## [GIVEN EXERCISE]
Your task is to repeat the records exactly from the line containing "on the wooden" onward, through the final line.

=====

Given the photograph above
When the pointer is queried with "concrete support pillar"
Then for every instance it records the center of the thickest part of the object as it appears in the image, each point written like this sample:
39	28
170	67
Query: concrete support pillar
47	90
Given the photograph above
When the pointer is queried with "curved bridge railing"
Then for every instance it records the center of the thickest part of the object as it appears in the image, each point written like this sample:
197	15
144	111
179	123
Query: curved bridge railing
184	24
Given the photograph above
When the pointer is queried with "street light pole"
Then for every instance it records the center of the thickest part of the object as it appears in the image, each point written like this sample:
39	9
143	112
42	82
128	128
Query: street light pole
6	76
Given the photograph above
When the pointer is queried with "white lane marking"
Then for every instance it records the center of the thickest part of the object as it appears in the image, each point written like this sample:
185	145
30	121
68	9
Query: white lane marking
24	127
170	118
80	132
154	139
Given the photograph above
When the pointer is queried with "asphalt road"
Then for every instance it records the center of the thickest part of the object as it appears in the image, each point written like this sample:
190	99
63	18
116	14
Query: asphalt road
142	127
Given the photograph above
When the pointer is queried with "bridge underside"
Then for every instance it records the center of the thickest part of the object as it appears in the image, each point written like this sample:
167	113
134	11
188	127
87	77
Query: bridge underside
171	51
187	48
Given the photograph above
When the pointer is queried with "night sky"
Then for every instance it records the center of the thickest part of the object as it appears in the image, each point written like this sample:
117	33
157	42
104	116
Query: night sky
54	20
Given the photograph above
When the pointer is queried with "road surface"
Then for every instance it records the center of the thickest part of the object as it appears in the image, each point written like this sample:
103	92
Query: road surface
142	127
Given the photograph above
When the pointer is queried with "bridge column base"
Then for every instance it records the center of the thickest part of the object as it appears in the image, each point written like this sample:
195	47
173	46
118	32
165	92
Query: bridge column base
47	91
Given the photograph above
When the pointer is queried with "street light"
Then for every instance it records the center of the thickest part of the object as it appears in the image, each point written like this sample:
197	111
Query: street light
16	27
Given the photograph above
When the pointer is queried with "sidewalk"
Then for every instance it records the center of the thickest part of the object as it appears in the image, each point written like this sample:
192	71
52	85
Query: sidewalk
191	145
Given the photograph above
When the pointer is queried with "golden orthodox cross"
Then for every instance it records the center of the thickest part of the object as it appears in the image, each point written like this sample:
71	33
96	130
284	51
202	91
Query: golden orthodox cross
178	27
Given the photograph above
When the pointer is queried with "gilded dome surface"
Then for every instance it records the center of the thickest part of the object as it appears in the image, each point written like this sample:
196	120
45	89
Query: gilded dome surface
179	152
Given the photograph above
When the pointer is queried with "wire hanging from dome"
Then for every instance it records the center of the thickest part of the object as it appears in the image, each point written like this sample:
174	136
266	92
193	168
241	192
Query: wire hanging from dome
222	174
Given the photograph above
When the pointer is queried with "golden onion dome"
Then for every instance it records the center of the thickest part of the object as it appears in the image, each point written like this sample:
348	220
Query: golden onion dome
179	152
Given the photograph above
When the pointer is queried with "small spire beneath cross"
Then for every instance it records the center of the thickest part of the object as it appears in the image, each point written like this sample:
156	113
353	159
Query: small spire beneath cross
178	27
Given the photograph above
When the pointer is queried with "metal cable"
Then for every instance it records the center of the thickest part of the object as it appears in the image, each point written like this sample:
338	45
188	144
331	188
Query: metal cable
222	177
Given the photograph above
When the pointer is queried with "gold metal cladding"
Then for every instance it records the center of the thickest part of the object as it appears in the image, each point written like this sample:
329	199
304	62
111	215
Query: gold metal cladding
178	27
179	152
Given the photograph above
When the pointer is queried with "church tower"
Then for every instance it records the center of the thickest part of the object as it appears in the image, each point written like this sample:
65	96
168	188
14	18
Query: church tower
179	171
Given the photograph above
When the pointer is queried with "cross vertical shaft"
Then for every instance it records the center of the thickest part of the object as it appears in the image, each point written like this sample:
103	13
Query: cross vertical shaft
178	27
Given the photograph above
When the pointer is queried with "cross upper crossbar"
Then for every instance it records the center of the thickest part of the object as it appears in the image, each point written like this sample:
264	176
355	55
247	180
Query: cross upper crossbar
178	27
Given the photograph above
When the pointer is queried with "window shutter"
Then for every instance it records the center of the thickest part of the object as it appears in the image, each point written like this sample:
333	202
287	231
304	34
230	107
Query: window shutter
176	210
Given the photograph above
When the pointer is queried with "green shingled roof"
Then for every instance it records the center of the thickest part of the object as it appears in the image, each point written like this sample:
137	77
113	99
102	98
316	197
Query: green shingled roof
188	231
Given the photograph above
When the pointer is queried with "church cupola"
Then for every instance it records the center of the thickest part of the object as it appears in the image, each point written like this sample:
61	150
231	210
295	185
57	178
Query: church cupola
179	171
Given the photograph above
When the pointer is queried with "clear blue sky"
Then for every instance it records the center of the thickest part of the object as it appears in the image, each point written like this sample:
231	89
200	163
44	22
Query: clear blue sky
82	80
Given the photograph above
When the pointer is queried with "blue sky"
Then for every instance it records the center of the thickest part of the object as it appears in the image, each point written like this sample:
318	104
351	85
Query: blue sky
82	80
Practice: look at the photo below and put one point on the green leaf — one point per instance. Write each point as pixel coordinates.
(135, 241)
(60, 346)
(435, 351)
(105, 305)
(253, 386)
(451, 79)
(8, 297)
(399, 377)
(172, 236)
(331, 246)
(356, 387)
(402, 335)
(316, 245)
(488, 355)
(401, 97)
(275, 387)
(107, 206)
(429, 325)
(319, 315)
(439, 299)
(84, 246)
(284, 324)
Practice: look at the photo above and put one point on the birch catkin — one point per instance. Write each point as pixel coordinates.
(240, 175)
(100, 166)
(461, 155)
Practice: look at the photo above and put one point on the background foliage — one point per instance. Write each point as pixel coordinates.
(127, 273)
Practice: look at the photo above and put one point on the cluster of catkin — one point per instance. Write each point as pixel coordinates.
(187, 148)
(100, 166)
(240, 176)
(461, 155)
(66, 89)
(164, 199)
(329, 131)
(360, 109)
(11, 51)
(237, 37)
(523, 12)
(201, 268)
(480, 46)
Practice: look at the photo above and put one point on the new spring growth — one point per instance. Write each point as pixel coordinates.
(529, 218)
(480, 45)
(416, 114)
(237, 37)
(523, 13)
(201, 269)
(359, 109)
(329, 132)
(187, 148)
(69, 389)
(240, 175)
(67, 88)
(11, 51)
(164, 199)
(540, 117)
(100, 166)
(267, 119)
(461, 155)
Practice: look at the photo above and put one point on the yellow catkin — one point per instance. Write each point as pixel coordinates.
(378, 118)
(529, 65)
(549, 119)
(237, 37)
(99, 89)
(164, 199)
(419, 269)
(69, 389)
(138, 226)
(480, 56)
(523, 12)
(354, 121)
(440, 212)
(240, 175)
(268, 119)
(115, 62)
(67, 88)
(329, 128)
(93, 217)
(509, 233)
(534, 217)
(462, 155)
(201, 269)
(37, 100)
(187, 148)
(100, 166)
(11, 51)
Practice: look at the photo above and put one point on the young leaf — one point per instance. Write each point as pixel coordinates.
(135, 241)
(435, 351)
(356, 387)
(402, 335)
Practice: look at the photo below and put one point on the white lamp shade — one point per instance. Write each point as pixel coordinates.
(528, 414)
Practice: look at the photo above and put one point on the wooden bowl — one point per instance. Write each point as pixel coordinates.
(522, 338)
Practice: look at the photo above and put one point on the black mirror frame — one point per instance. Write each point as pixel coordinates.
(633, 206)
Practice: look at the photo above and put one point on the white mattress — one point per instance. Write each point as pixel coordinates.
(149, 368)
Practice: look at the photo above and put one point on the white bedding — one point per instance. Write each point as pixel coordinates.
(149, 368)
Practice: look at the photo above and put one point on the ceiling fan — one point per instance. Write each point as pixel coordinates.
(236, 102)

=====

## [WRITTEN RESPONSE]
Practice: look at the photo above and put one point on the wooden bowl — one point per instance. Write each point as pixel coordinates.
(522, 338)
Practice: look at the photo above and put one point on the black mirror frame — one point per instance. Write each point as pixel coordinates.
(633, 206)
Practice: look at the photo above and put one point on the white mattress — one point per instance. Write each point as pixel coordinates.
(149, 368)
Practice: look at the photo above and put one point on the white bedding — one point per instance. Write each point as pixel coordinates.
(149, 368)
Practice: look at the photo above and put one point on the ceiling fan — one point per instance. Write each point as pixel coordinates.
(236, 102)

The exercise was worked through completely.